───── EXERCISE DATA ─────

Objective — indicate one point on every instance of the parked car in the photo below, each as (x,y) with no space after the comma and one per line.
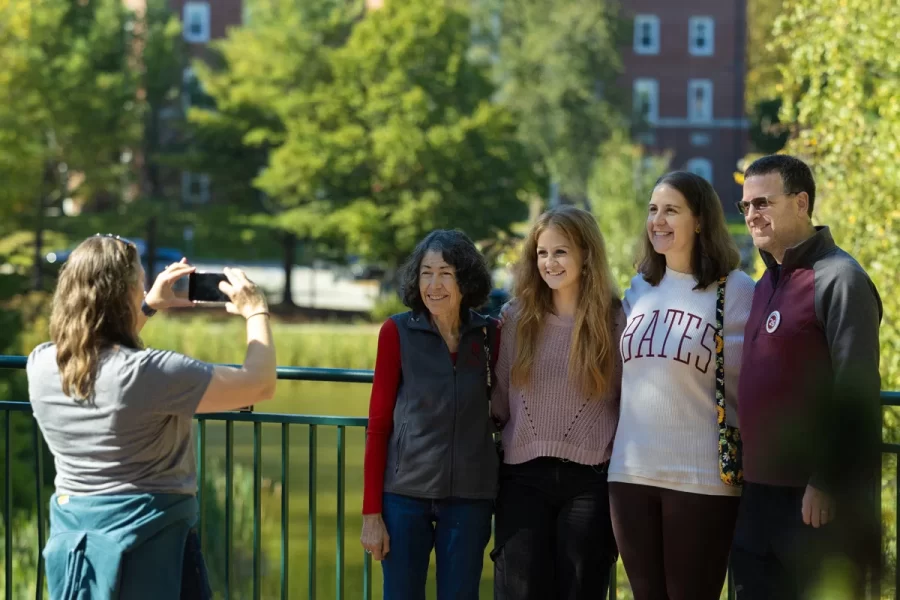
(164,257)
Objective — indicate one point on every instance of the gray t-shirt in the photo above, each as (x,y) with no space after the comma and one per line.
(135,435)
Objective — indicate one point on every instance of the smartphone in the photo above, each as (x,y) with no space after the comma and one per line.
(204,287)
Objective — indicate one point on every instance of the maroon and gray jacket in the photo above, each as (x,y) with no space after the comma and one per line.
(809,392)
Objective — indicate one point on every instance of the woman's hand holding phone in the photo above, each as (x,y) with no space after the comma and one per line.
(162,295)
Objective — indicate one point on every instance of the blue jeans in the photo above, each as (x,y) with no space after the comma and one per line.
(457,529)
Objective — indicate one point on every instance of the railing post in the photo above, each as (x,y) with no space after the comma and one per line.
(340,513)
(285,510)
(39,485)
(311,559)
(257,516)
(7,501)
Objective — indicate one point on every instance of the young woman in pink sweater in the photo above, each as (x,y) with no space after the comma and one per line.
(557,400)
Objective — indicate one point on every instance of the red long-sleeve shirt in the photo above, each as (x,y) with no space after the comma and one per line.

─────

Without the images, output all the entries exactly as they stand.

Objective — indicate one point on every instance of the parked car in the photo below, each as (x,y) with no space after the comma and one per line.
(164,257)
Objective — indicate one point on every instance of the gray t-shirt in the photo above, each as (x,y) with no space after the comma and one per line.
(135,435)
Objective — indicate one point on every instance of the smartphone in the photo above, each as (x,y) with no space after the comma and one per line.
(204,287)
Objective — indicate one point on every instance of the maroon and gray jacket in the photo above, each as (x,y) with no space after the comma and one per line.
(809,392)
Objective — indicate one point on every instance of the woman's hand holding phone in the photo above, each as (x,y) with no space after the comma and one per line.
(162,295)
Objective — indicate one point on every instance of the blue jeans in the photo above, each as (x,y) with no space after the comma and one per line.
(457,529)
Objective — indicate one point on every instance of the railing post in the photo above, each as (x,y) with no space after the comma and one per line.
(340,513)
(285,510)
(39,485)
(311,559)
(257,516)
(7,501)
Objective — indicate one point on every instance of the young woman in pink sweater in the photo above, each as (x,y) with no space after the comma and one per line.
(557,400)
Objective — indicate one point on every instance of the red long-sleeve shirt in the photo above, each as (x,y) with no space after the comma and one per line.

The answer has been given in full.